Your goal
Give the records below as a Markdown table with the columns Row and Line, covering the stretch from the line containing "Find the drawing" through the end of the records. Number the rows and leave out blank lines.

** Begin Records provided **

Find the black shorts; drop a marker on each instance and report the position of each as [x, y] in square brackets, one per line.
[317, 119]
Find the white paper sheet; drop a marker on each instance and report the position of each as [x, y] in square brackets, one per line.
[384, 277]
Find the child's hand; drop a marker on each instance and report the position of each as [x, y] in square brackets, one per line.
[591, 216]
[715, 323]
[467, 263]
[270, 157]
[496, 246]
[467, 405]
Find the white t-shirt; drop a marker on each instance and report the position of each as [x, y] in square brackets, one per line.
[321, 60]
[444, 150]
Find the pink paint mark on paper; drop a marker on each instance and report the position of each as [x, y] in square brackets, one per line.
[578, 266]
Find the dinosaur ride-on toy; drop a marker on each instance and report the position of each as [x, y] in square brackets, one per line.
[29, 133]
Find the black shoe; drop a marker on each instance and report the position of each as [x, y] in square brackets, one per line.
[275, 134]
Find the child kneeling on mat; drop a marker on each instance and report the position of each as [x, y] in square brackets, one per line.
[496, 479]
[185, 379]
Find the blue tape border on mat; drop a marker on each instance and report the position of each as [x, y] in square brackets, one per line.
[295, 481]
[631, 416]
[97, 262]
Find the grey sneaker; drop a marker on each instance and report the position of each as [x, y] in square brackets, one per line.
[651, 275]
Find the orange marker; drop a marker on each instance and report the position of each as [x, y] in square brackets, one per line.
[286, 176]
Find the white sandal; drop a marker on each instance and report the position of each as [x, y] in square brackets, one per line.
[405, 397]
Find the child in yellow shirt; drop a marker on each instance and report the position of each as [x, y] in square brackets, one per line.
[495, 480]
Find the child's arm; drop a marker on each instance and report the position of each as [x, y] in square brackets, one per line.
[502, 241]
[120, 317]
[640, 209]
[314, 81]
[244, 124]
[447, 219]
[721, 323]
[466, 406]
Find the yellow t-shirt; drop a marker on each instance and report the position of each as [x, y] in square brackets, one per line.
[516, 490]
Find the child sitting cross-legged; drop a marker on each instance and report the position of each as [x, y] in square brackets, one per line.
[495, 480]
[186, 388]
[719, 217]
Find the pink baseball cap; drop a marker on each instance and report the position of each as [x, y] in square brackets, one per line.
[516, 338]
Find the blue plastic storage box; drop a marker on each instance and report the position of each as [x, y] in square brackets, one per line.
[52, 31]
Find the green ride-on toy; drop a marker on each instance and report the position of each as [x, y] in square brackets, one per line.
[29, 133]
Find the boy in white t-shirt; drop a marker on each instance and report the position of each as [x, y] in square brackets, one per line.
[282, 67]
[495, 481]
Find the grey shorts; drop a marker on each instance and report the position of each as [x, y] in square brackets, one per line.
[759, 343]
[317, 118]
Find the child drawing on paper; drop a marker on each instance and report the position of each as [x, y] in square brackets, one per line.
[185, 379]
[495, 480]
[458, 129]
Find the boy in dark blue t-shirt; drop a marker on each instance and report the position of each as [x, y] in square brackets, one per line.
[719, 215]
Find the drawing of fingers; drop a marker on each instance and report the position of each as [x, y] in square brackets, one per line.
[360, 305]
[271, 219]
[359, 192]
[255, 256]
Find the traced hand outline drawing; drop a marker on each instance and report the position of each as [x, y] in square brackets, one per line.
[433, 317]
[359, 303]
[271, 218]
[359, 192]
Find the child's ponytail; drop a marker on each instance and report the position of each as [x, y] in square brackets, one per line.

** End Records provided **

Output of the task
| Row | Line |
|---|---|
| 1 | Find the drawing of fingers; drop a marker on each instance and report the position of each as [x, y] in square brackets, one per line. |
| 2 | [360, 305] |
| 3 | [271, 219] |
| 4 | [359, 192] |
| 5 | [255, 256] |
| 6 | Find the traced hand outline drawing; drop a marker on each instance and report the position of each as [x, y] in square brackets, one per line. |
| 7 | [433, 317] |
| 8 | [359, 303] |
| 9 | [271, 218] |
| 10 | [359, 192] |
| 11 | Find the child's ponytail; drop a marker on each instance and report the position of each as [x, y] in square brackets, one per line. |